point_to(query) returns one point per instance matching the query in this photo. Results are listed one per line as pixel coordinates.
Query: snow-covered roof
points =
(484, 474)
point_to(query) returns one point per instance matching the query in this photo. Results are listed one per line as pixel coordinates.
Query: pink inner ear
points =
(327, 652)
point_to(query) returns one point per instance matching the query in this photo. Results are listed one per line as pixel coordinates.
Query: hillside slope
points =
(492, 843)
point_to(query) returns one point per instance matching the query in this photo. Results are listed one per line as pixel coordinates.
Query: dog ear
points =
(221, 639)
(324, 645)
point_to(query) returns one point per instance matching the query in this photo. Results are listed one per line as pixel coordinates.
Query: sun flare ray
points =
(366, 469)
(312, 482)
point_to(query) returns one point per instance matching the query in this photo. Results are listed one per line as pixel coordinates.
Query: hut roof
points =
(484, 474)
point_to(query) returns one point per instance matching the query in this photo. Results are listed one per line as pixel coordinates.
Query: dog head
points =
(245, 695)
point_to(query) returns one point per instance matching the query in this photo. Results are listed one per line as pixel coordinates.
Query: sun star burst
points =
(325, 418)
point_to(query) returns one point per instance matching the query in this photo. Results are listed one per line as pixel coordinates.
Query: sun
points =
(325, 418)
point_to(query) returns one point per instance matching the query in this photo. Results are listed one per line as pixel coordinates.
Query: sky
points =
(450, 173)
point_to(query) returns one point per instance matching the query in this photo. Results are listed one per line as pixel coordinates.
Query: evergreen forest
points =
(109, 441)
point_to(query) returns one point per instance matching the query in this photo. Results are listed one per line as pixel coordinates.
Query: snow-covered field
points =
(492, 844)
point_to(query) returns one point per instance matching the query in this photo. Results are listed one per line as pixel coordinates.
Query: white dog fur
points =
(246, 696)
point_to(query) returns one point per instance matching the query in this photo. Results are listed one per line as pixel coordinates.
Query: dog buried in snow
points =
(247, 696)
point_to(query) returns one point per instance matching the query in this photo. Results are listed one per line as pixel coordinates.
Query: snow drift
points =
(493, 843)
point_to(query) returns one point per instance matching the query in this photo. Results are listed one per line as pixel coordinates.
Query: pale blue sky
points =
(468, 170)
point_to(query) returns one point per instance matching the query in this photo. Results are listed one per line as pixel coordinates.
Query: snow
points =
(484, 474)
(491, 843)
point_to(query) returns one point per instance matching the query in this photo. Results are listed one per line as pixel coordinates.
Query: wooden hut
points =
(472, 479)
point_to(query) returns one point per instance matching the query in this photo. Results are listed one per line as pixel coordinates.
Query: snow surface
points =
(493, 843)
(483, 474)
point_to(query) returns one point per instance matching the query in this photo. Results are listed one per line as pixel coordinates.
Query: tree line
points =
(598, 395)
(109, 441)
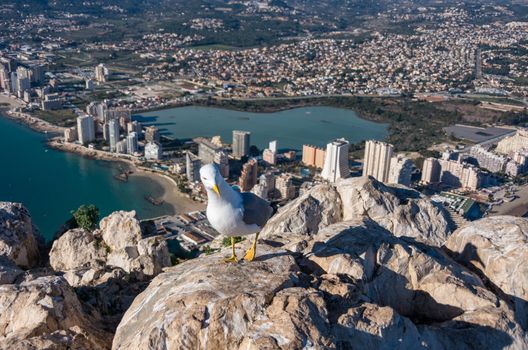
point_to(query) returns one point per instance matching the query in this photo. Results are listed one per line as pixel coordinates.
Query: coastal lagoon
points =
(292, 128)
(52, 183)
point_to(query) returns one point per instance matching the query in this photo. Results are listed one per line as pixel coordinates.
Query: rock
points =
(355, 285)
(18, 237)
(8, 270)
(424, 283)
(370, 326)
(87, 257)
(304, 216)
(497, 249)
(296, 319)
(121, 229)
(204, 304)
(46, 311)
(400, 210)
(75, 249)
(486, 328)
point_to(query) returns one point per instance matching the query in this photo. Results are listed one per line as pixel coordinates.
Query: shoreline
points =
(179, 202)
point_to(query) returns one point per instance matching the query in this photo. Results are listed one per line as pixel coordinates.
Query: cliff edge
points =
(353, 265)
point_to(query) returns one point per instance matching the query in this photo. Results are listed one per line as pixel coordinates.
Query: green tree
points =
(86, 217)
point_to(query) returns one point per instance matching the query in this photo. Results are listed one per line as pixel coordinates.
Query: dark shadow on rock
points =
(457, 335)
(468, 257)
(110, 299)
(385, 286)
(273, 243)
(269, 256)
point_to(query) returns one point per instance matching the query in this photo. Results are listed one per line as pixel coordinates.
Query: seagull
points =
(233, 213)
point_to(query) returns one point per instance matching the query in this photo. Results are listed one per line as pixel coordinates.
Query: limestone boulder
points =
-.-.-
__To be done__
Retype the whole listing, keeping every line identical and omitting all pictures.

__Full output__
point_to(query) returns one point per instance matching the query in this photo. Results are listed one per line as pixel coordinates.
Query: snow-covered roof
points =
(484, 474)
point_to(query) returns one point per instance matching the query in this photo. Results are listed one per line as pixel coordinates.
Query: pink inner ear
points =
(327, 652)
point_to(query) returns one point per instance matching the query in this photo. Results are listed one per line as pixel coordinates.
Query: hillside slope
points =
(492, 843)
point_to(query) returns one point per instance matching the query in this photo. Results are listed one per line as pixel coordinates.
Query: dog ear
points =
(221, 639)
(324, 645)
point_to(query) returns one point per instance matching the query in this photo. Results are listed one per line as pixel coordinates.
Query: sun flare ray
points =
(366, 469)
(312, 482)
point_to(query) returns one point per instance matching the query in this photo. Results are listed one per line as pixel coordinates.
Query: hut roof
points =
(484, 474)
point_to(query) returns one point per instance matching the query in this photo. Results are listed one per line as pixel coordinates.
Query: dog head
points =
(245, 695)
point_to(query) returns one point per instance matching the query in this photo. Results are listed one per line as pixel coordinates.
Query: sun star burst
points =
(325, 418)
point_to(query) returns one point per instance matching the query in this photo. Results are listed one per line as pixel coordinates.
Query: sun
points =
(325, 418)
point_to(query) returns one point per instance matching the query in this photo. Results are listed one per line as pixel coordinates.
Query: sky
points =
(450, 173)
point_to(query) returns one point per instance matching the query in this photo. Results are listed one per line as pixel coordinates.
Query: evergreen forest
points =
(109, 441)
point_to(query) returns one point per instance matching the query in this photo. Results are listed one per line as pixel coordinates.
Query: snow-covered field
points =
(492, 844)
point_to(query) returns one point per instance matching the query in this photo. Results are listed one per line as pixel coordinates.
Query: white dog fur
points =
(246, 696)
point_to(query) returns one point per instance matching the query in this photo. Results are listed one per line as pixel coordinates.
Query: dog buried in snow
points =
(247, 696)
point_to(query) returns one point per instance matching the query in this photo. Results are listed one per line as pixel coordinates.
Query: snow drift
points =
(493, 843)
point_to(query) returns one point per instance matching the query in this photo. Results are listed one per line as pixel coordinates.
Query: pale blue sky
points =
(468, 170)
point_to(query) returns one point per instance matching the query in this photo. Results are listed one per line as pixel coordinates.
Query: snow
points =
(484, 474)
(491, 843)
point_to(query) returns one point per instance matching the query in this photo. Results are listed one per line as pixel coordinates.
Query: wooden hut
points =
(472, 479)
point_to(query) returns one point per instance matching the query in this photo. Results are listed one per line as pixel coordinates.
Query: snow surface
points =
(493, 843)
(483, 474)
point_to(query) returns one point per instance matching the query in this photo. Results are listed one per line as pixel coordinates.
Query: tree line
points =
(598, 395)
(109, 441)
point_to(query) returns one point per instance matching the query in this photo. Results are listed one per line as pixel coordinates.
Query: coastal lagoon
points =
(292, 128)
(52, 183)
point_to(query) returns one point per instance matching the query in this photo. Results are listed one per line as pixel coordinates.
Query: rock
points =
(355, 285)
(18, 237)
(8, 270)
(424, 283)
(370, 326)
(87, 257)
(304, 216)
(497, 249)
(296, 319)
(121, 229)
(204, 304)
(46, 311)
(400, 210)
(75, 249)
(486, 328)
point_to(query) returns one point per instance matching the query in this photo. Results are listed one per line as pixel coordinates.
Query: shoreline
points =
(179, 202)
point_to(query) returns one point per instance matching the query in this photo. Results are listed one per line as pixel coordinates.
Query: cliff edge
points =
(353, 265)
point_to(query) returns one point per instance matching the query in this photo. Results are listed one per line as pixel coordinates.
Query: green tree
points =
(86, 217)
point_to(query) returns one point per instance matching the query in this photo. Results are listed one per line as pixel coordinates.
Query: dark shadow on rock
points =
(457, 335)
(468, 257)
(110, 299)
(385, 286)
(273, 243)
(269, 256)
point_to(query) returns one point per instance matching the query in this photo. Results are listed one per line as pixel coordinates.
Query: seagull
points =
(233, 213)
point_to(query) returns one point per instance matching the query in this photo. Results are listed one per line as pixel coordinates.
Query: limestone boulder
points =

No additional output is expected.